> Task details
Beginning with the very first line, please reproduce the entries exactly through the line containing "Please identify the drawer handle".

[Saved data entries]
****************************************

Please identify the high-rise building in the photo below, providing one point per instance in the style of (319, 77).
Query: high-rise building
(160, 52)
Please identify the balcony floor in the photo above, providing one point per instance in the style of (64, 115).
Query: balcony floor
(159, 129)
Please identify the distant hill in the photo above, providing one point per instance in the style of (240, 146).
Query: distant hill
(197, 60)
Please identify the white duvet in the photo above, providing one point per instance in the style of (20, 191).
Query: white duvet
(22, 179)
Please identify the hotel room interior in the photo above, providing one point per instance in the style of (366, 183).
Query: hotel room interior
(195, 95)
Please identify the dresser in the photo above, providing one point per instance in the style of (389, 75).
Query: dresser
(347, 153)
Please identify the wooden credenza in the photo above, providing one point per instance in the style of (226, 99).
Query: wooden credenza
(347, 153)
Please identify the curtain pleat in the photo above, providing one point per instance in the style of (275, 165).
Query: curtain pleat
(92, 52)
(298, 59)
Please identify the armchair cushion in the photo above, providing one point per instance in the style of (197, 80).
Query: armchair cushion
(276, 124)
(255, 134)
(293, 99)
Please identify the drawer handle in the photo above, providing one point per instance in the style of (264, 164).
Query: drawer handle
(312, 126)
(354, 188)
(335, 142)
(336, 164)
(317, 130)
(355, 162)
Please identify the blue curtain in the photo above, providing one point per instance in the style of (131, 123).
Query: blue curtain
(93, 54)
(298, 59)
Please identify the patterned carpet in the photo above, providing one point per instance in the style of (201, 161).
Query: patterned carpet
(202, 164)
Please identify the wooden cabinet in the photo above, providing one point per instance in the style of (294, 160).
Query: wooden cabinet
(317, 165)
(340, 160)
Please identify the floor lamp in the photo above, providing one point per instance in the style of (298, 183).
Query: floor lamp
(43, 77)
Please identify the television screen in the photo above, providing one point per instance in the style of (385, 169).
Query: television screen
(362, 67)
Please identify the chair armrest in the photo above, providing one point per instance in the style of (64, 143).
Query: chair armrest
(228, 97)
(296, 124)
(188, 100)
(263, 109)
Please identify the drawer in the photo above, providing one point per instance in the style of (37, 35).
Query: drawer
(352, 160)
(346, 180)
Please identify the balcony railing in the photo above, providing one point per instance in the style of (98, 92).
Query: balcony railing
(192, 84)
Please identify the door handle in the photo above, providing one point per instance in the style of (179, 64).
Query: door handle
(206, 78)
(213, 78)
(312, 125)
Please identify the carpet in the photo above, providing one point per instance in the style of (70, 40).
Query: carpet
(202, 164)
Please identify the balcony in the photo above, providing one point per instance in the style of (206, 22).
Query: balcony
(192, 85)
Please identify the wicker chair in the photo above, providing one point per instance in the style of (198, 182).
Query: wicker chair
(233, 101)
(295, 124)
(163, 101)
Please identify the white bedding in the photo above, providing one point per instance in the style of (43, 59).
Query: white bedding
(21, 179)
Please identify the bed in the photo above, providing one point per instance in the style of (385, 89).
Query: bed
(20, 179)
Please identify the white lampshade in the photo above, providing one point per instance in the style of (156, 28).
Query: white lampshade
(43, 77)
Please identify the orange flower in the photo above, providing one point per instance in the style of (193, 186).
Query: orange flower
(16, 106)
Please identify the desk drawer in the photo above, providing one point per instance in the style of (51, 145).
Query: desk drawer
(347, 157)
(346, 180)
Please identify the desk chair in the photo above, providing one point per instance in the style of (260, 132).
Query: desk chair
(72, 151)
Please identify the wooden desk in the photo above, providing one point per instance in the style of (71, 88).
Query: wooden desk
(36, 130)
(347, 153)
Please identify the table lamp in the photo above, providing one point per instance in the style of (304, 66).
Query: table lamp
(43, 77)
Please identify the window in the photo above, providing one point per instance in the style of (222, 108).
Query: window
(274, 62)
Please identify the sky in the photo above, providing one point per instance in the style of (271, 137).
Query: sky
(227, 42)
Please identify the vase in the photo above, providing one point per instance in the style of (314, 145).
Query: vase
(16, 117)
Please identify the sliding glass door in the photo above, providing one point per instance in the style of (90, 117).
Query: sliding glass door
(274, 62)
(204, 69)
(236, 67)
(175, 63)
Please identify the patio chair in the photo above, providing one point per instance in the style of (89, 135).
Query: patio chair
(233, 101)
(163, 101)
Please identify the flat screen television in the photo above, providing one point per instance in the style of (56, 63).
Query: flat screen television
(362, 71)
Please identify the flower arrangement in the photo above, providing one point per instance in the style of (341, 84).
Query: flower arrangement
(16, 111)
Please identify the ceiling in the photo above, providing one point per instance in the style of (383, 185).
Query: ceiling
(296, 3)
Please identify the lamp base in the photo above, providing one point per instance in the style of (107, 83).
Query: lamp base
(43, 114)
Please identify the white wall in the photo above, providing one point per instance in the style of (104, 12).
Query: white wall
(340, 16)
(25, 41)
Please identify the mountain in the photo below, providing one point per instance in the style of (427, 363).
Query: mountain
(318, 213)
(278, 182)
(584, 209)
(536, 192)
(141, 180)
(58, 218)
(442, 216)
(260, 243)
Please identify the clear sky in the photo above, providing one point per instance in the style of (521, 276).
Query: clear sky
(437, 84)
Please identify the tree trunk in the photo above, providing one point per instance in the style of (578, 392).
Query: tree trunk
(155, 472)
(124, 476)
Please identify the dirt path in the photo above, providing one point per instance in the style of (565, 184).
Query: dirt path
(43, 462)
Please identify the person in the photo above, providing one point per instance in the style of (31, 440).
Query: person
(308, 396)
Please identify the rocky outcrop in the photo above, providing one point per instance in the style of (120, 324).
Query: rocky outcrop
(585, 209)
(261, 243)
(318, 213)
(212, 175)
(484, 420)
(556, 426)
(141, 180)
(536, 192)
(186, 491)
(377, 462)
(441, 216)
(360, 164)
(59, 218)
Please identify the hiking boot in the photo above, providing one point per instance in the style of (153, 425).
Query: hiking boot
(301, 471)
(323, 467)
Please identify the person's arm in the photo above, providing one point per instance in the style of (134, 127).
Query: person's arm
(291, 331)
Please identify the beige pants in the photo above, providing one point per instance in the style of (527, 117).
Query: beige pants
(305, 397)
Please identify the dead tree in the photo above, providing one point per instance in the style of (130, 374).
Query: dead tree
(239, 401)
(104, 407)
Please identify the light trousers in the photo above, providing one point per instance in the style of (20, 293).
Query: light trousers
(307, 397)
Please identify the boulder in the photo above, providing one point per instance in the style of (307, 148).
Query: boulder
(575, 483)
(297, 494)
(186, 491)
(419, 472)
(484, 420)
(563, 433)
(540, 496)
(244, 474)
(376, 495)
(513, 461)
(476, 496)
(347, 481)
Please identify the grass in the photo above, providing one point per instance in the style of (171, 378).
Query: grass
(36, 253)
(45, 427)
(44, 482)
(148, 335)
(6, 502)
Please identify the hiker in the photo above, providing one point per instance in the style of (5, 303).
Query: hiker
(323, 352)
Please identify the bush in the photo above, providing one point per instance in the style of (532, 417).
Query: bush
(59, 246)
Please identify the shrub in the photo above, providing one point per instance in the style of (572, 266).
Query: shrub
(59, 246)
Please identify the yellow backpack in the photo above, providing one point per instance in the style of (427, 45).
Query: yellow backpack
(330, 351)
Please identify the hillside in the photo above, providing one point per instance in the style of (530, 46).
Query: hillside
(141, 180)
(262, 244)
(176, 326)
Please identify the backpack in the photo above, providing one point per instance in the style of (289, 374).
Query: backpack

****************************************

> Output of the task
Please identify the high-rise building in the photo below, providing one point per instance in the style of (319, 77).
Query: high-rise building
(160, 52)
Please identify the balcony floor in the photo above, providing one point per instance in the style of (64, 115).
Query: balcony floor
(159, 129)
Please identify the distant hill in the photo above, providing one point per instance in the style of (240, 146).
Query: distant hill
(197, 60)
Please identify the white duvet in the photo above, providing one point per instance in the style of (20, 191).
Query: white duvet
(22, 179)
Please identify the hotel room interior in the photo above, providing one point per instance in the style of (366, 183).
Query: hotel room interior
(195, 95)
Please identify the dresser in the photo above, providing one point per instance in the style of (389, 75).
Query: dresser
(347, 153)
Please identify the wooden credenza in the photo above, providing one point per instance in the style of (226, 99).
Query: wooden credenza
(347, 153)
Please identify the curtain pleat in the photo above, providing one point per instance in the style of (275, 165).
Query: curtain pleat
(92, 52)
(298, 59)
Please identify the armchair cushion in the photo above, providing one point per instance in the style of (197, 80).
Query: armchair cushion
(276, 124)
(255, 134)
(293, 99)
Please identify the drawer handle in the photo above, providing one point per instance in the style of (264, 164).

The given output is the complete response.